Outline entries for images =
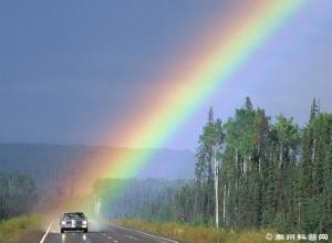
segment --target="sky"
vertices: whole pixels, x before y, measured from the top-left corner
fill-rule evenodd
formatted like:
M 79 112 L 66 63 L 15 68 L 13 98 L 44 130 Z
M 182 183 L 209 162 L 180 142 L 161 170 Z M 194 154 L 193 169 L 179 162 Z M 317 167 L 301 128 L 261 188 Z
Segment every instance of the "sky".
M 155 77 L 235 6 L 241 1 L 1 1 L 0 142 L 125 146 L 105 137 L 137 104 L 157 101 Z M 304 4 L 165 147 L 195 150 L 209 106 L 227 120 L 246 96 L 301 126 L 313 97 L 332 112 L 331 32 L 332 2 Z

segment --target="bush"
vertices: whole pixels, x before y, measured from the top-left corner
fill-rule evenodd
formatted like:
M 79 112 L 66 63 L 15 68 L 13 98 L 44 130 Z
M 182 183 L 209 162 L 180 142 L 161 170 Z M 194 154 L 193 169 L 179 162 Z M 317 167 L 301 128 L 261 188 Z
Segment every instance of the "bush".
M 41 219 L 35 215 L 17 216 L 0 221 L 0 243 L 20 242 L 22 235 L 29 231 L 37 230 L 41 224 Z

Your objective = Duplicate every entry above line for line, leaving out the pictures.

Solution to this task =
segment --target="sky"
vertices: whole pixels, x before y, measured from the top-left corner
fill-rule evenodd
formatted like:
M 79 112 L 66 63 L 15 68 L 13 98 L 44 130 Z
M 182 183 L 209 162 L 180 142 L 161 170 Z M 194 154 L 193 169 L 179 162 Z M 317 167 L 301 128 L 261 188 Z
Segment every instance of the "sky".
M 155 77 L 235 6 L 241 1 L 1 1 L 0 142 L 125 146 L 105 137 L 137 104 L 157 101 Z M 304 4 L 165 147 L 195 150 L 209 106 L 227 120 L 246 96 L 301 126 L 313 97 L 332 112 L 331 32 L 332 2 Z

segment --target="bush"
vertices: whole pixels, x before y, measured from the top-left corner
fill-rule evenodd
formatted like:
M 79 112 L 66 63 L 15 68 L 13 98 L 44 130 Z
M 182 183 L 209 162 L 180 142 L 161 170 Z M 194 154 L 193 169 L 179 162 Z M 317 167 L 301 128 L 261 188 Z
Segment every instance of the "bush".
M 41 219 L 35 215 L 17 216 L 0 221 L 0 243 L 20 242 L 22 235 L 29 231 L 37 230 L 41 224 Z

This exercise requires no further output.